--- Start of DATA ---

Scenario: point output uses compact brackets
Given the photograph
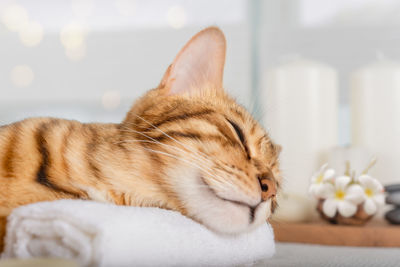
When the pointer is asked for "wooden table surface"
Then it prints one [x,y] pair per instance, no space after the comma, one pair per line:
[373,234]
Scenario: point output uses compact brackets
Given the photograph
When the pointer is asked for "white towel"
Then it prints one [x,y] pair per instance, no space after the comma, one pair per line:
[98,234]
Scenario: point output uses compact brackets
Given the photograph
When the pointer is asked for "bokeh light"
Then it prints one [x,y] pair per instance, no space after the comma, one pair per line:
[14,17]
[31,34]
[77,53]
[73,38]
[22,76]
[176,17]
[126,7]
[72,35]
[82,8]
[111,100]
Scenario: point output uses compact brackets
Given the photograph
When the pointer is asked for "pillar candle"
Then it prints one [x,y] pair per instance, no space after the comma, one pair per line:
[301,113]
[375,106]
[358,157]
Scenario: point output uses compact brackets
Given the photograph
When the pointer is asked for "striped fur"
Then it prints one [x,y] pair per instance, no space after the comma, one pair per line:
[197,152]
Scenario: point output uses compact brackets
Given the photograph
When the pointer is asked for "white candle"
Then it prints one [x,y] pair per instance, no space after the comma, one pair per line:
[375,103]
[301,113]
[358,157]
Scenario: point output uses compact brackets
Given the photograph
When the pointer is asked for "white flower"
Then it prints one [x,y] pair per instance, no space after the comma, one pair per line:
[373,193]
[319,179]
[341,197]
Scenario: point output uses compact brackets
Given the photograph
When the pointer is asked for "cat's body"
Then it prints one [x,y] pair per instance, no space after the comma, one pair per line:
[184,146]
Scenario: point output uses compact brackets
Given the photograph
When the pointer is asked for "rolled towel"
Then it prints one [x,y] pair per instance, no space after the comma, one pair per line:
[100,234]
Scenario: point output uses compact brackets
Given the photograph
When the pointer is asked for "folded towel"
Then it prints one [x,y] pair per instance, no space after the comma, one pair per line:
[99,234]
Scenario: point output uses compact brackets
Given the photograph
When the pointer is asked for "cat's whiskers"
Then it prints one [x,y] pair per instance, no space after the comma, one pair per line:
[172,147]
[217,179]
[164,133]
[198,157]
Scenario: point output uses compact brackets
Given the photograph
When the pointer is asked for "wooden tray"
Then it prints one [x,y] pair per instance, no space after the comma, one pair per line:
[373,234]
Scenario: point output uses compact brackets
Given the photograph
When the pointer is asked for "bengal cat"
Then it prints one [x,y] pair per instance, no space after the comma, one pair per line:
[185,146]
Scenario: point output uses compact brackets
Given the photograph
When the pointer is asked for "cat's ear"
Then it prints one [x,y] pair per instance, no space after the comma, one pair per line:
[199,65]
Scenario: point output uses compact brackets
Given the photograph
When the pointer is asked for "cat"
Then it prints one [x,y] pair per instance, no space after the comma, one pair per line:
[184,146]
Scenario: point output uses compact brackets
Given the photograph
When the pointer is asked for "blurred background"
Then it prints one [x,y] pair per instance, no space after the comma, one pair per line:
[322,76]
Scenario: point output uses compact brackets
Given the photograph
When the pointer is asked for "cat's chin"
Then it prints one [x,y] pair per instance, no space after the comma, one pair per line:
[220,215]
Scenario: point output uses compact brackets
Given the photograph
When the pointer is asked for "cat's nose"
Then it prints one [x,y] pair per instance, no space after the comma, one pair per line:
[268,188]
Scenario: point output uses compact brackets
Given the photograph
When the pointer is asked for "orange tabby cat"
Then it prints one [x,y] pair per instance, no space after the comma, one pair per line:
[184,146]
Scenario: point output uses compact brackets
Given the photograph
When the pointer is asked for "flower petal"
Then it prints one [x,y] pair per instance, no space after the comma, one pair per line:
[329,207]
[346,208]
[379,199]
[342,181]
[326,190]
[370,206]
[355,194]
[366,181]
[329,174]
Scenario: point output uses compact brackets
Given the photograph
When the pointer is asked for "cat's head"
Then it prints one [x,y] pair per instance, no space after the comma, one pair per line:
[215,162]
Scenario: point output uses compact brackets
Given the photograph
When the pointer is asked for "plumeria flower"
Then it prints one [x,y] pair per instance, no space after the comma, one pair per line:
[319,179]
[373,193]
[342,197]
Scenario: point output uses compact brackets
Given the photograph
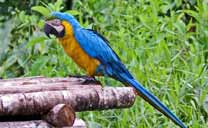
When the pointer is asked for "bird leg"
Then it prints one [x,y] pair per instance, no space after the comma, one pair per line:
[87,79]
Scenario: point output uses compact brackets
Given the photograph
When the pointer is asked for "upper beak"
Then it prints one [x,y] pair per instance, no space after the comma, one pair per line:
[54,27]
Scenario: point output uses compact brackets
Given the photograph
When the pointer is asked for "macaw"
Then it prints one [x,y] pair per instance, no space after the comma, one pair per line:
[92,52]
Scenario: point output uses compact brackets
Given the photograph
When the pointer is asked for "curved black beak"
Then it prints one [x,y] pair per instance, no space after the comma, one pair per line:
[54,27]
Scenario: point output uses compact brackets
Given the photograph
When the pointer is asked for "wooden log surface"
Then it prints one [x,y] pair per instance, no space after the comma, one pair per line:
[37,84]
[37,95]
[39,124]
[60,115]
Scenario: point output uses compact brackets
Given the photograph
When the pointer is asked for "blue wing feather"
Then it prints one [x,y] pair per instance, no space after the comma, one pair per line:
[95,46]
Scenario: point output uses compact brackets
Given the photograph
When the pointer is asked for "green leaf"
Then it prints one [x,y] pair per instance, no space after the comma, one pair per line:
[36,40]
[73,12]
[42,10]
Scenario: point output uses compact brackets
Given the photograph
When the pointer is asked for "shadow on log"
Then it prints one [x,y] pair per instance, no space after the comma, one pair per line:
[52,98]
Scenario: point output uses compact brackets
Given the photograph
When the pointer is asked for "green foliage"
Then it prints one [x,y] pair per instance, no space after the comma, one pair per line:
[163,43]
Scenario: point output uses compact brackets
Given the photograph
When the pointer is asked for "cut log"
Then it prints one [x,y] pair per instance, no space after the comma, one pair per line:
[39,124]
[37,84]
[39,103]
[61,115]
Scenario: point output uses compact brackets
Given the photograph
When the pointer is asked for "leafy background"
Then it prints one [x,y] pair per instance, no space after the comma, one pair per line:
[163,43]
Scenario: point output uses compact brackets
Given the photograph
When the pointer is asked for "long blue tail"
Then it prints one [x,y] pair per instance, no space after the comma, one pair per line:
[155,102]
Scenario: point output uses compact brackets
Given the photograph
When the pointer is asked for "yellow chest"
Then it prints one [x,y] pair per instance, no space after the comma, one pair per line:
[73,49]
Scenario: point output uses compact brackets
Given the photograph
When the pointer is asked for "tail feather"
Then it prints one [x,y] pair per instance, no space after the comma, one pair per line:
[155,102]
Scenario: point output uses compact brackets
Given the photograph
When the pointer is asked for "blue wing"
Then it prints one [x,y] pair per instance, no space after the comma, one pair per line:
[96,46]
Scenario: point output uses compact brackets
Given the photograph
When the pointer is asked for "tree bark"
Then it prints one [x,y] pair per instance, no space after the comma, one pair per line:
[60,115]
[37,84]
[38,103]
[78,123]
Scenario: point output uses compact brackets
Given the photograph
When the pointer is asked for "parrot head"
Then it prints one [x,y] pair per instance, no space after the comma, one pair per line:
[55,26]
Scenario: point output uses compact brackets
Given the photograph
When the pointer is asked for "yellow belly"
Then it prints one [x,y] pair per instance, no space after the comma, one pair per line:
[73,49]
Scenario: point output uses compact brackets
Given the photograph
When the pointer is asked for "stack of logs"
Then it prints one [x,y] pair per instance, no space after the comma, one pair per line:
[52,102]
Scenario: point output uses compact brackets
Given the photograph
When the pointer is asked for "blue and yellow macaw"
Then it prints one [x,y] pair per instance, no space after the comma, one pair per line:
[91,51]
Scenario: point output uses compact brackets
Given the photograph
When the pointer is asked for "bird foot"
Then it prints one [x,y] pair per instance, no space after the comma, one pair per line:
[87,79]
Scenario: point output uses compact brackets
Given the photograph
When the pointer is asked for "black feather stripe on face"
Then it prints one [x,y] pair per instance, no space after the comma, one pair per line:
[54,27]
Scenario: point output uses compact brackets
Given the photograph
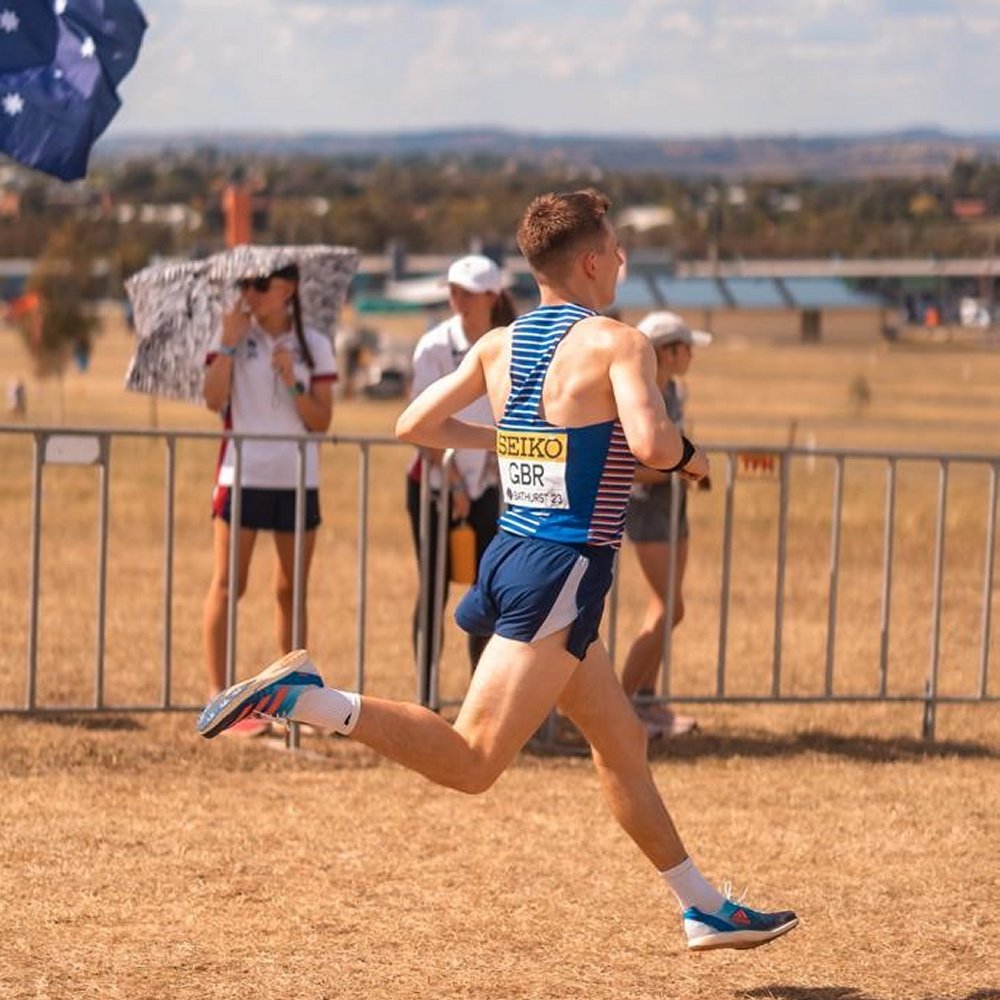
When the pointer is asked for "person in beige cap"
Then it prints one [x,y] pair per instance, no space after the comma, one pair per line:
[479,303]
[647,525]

--- End of DATA ---

TASK BRIEF: Report every line of the records that contains the word "white".

RESPONSE TO THE EXERCISE:
When the pointer is asked for "white towel"
When the pointer is asked for "white candle"
When the pointer is asked for "white flower"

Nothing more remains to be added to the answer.